-- Begin Text extract --

Words: Jonjo McNeill

Who told you you could eat my cookies?

Who told you you could eat my cookies?

One thing I noticed when reading this blog is that the author is expecting a child to claw its way out of his other half’s vagina in the near future. This is understandably distressing news for any human as it means certain lifestyle changes need to be implemented. For me it was going from smoking crack every evening after work to smoking crack every morning on the way to work. One must adapt. If I was expecting a child the last thing I’d want to do is read the millions of articles and books intended to prepare you for the most seismic change you’ll know in your life. They’re all the same – start off with a bit about how you’ve read the books, decorated the bedroom, blah blah blah, followed by some terrifying statistics and concluded with a sickly sweet monologue extolling the virtues of fatherhood/motherhood, all designed to project some sort of bullshit persona that doesn’t exist anywhere in the world.

If you’re up the duff, or dealing with a housemate who is, read this article, which is designed specifically to scare the living shit out of anybody with a soon-to-be-living mini-shit by telling the truth, the whole truth and nothing but the fucking truth.

Here are five ways children change your life…FOR THE WORSE.

 

5. People Insist On Coming To Your House

Don't answer the door...

-- End Text extract --

> To do:
1) In the blog post, how many ways that children change your life are promised?
2) Copy the passage of the blog post starting at "If you’re up" and ending at "the fucking truth.", swapping "housemate" for "roommate".

-- Begin Material --

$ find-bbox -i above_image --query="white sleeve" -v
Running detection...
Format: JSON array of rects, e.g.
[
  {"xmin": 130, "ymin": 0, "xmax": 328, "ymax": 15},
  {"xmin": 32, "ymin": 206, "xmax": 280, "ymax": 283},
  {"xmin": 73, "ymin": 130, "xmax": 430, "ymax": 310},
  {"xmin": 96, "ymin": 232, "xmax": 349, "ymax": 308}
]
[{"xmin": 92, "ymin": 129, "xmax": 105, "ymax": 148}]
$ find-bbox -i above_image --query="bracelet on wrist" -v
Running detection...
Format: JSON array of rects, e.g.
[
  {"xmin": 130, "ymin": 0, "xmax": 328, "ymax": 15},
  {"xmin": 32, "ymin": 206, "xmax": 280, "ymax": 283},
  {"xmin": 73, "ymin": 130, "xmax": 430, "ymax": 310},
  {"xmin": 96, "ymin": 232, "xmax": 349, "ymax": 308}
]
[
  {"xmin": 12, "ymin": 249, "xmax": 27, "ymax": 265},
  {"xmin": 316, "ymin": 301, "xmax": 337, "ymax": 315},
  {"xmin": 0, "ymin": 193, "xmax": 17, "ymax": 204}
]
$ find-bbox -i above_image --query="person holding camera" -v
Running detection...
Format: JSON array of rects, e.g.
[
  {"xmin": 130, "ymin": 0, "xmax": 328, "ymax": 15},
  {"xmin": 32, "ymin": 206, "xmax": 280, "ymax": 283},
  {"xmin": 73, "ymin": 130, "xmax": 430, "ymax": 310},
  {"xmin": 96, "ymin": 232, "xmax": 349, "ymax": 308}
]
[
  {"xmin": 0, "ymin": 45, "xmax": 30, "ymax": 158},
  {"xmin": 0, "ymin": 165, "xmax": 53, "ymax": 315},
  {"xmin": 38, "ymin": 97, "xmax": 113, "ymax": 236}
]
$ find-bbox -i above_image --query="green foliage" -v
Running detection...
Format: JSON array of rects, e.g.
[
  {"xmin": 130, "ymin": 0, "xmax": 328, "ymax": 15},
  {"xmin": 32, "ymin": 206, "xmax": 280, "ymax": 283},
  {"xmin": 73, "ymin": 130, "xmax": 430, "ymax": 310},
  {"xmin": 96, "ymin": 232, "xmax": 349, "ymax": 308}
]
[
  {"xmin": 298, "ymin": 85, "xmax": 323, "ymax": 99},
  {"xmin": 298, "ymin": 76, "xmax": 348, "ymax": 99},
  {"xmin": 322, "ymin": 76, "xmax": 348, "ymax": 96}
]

-- End Material --

> Exercise responses:
1) Five.

2)
If you’re up the duff, or dealing with a roommate who is, read this article, which is designed specifically to scare the living shit out of anybody with a soon-to-be-living mini-shit by telling the truth, the whole truth and nothing but the fucking truth.